Japs Cuan

UST Growling Tigers
- Title: Assistant coach
- League: UAAP

Personal information
- Nationality: Filipino
- Listed height: 5 ft 7 in (1.70 m)

Career information
- High school: UST (Manila)
- College: UST
- PBA draft: 2013: undrafted
- Position: Point guard
- Coaching career: 2009–present

Career history

Coaching
- 2009: UST (assistant/strength and conditioning)
- 2016–2017: Alab Pilipinas (assistant)
- 2023–present: UST (assistant)
- 2023–2024: Iloilo United Royals (assistant)

Career highlights
- UAAP champion (2006);

= Japs Cuan =

Filipino basketball coach

John Paul Cuan is a Filipino professional basketball coach and former collegiate player who is currently an assistant coach for the UST Growling Tigers of the University Athletic Association of the Philippines (UAAP).

INSTRUCTIONS TO FOLLOW:
What playing position does the profile above list for Japs Cuan?

MATERIAL PROVIDED:
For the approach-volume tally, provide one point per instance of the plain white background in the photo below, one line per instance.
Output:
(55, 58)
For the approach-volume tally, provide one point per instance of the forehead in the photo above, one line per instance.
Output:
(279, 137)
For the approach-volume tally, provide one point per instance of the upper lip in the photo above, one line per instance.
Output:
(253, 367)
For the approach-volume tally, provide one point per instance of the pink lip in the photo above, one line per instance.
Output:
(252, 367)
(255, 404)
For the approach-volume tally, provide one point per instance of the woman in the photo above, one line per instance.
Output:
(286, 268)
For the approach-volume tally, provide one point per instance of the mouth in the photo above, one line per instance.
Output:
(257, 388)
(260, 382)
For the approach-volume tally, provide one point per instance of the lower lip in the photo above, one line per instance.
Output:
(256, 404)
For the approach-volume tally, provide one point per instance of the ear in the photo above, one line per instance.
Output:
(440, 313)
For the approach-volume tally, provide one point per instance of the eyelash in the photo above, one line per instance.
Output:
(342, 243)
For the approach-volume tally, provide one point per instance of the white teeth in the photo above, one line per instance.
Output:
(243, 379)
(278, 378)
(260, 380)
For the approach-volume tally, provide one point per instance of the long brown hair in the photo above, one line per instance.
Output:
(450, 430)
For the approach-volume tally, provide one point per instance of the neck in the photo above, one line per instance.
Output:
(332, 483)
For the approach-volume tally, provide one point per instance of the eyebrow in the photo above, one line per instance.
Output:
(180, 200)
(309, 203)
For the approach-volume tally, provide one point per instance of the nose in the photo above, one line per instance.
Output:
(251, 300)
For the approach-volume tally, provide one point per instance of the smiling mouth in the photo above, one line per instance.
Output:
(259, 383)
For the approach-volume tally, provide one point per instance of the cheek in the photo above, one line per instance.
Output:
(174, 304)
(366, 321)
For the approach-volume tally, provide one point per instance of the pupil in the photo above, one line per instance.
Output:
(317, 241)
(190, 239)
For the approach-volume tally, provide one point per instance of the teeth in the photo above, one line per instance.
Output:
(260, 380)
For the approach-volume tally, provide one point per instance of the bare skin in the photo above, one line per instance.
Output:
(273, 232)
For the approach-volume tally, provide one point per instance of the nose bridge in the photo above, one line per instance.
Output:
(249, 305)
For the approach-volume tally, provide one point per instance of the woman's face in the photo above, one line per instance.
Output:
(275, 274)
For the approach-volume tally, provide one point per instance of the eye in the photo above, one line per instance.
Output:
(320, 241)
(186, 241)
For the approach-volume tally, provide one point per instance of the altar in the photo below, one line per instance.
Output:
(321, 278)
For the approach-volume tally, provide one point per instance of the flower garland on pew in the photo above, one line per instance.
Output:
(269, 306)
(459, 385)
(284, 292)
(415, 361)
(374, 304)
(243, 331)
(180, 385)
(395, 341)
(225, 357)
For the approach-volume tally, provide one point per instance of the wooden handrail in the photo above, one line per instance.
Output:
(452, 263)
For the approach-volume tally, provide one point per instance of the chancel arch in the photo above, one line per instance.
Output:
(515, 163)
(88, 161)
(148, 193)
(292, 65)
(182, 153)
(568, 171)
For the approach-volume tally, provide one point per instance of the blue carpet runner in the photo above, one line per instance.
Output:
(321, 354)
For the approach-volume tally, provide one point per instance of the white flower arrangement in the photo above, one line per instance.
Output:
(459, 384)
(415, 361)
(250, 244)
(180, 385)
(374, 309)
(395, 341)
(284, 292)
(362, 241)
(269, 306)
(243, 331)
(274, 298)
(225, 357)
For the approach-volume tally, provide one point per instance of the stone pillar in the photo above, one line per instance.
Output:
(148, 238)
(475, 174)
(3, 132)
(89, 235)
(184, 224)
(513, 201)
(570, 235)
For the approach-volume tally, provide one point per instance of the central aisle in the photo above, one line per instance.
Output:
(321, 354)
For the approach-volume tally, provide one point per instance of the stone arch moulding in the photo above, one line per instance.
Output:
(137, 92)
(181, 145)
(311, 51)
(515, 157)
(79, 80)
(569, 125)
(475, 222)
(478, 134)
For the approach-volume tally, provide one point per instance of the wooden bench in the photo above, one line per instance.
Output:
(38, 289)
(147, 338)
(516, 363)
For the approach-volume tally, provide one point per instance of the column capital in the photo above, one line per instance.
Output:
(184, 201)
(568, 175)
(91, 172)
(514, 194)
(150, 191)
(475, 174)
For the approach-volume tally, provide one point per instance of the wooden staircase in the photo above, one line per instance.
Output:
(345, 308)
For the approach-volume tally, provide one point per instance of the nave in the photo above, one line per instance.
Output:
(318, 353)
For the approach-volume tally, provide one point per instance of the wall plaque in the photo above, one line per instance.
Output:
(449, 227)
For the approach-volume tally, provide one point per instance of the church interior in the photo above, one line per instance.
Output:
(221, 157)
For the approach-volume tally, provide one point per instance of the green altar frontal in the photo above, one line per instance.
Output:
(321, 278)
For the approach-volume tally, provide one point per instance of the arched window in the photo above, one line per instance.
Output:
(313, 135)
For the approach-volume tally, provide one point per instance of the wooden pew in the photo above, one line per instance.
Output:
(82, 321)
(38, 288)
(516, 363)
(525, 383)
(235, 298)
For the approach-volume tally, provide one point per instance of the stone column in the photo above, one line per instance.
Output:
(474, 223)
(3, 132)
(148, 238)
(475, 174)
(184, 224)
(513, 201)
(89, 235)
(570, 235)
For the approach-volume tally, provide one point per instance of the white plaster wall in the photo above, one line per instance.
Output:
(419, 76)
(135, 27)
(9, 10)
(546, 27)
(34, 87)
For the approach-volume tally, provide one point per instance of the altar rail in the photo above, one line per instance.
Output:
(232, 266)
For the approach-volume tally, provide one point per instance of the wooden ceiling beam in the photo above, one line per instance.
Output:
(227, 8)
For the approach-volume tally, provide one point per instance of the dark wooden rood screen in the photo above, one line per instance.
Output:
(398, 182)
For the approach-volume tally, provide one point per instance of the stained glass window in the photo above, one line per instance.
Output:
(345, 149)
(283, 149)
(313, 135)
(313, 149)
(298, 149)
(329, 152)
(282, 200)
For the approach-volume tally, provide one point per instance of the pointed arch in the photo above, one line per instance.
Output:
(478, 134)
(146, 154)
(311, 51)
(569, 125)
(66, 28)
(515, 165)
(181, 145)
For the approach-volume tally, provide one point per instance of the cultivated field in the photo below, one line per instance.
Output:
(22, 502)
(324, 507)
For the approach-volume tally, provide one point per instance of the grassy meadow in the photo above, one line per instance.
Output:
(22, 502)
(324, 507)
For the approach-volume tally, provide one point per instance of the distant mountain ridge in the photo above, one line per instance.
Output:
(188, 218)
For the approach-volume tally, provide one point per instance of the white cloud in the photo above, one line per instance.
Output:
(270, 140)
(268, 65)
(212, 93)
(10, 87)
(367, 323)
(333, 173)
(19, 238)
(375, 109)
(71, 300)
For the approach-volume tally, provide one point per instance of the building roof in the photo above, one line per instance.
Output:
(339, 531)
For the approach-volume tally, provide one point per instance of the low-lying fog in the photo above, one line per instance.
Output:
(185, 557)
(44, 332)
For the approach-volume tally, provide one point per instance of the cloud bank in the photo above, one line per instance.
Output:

ANSWER TO THIS EXERCISE:
Point guard